WORK TO BE COMPLETED — List each line of the data that holds the word "trash".

----

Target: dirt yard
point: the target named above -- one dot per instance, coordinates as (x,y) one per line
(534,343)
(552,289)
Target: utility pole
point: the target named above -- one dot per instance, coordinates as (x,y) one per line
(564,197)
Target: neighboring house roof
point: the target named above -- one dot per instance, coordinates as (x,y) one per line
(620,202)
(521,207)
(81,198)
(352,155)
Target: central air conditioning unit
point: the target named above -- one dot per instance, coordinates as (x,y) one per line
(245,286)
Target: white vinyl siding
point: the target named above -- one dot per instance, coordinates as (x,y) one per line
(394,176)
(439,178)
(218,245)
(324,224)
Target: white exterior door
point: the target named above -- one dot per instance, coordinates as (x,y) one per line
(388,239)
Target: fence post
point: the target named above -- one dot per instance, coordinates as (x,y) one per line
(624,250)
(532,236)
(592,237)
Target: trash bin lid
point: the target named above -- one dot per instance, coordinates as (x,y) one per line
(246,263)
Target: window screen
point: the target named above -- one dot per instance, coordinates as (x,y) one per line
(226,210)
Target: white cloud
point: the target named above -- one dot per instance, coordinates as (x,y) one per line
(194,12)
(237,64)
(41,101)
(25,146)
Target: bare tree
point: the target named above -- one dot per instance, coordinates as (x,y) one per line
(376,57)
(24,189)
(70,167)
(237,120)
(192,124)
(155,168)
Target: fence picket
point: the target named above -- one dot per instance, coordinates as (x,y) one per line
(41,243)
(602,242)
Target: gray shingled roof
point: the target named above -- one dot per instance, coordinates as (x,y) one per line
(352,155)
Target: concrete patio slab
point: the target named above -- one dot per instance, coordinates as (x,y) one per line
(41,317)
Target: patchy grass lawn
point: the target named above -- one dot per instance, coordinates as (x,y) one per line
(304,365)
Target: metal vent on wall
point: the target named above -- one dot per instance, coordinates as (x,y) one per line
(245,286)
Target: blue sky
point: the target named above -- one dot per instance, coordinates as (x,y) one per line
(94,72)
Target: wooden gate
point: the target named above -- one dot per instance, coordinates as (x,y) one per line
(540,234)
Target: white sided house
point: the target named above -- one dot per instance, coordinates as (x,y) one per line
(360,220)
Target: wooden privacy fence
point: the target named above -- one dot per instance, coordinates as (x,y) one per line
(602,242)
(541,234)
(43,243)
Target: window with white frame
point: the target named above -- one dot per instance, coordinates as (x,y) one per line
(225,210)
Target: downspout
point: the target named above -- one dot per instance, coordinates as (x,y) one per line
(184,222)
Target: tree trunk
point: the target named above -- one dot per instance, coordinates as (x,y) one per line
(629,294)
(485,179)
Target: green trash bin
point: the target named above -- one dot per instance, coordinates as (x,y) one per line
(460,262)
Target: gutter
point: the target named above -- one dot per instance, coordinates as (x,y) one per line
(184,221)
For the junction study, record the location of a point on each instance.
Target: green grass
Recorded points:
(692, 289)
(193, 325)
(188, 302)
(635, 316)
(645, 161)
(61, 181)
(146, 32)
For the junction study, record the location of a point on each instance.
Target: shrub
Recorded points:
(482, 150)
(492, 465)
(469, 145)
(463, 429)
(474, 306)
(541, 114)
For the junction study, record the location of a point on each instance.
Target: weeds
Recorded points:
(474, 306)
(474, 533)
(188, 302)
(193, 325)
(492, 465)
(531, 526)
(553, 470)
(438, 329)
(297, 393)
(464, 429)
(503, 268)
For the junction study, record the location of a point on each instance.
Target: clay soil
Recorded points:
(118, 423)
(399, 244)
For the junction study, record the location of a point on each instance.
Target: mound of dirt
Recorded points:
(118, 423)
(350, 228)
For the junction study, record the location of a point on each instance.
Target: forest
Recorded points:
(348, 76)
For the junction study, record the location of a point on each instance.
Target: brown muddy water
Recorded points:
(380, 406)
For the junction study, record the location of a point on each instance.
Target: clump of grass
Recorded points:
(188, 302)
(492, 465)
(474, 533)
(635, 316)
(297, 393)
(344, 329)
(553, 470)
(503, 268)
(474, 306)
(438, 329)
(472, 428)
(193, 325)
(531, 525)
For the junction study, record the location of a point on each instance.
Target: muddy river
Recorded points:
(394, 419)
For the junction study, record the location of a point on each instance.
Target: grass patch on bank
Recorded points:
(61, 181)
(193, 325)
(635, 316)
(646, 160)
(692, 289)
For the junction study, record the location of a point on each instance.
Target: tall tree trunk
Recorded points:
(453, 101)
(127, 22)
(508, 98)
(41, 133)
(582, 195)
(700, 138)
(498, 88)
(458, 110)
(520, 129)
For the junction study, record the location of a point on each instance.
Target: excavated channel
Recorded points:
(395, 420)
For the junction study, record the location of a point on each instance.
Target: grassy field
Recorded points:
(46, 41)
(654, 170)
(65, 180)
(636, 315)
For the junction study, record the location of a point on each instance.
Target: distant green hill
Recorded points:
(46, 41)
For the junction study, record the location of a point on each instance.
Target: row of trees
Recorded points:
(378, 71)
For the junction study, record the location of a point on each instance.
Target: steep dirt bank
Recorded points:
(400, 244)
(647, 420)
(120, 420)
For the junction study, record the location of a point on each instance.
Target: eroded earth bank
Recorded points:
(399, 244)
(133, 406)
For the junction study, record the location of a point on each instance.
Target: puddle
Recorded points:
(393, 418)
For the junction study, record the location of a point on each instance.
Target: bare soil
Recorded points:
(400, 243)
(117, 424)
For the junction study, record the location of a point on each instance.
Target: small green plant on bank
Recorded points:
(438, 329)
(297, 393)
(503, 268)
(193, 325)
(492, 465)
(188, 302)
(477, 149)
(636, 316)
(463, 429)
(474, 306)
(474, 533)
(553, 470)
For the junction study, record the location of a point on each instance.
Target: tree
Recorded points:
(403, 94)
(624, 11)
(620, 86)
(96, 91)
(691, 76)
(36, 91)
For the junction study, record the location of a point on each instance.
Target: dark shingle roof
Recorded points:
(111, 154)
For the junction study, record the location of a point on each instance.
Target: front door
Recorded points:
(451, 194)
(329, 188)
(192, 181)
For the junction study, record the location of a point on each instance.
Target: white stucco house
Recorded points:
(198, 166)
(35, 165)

----

EXERCISE RESULT —
Target: trash bin lid
Target: green trash bin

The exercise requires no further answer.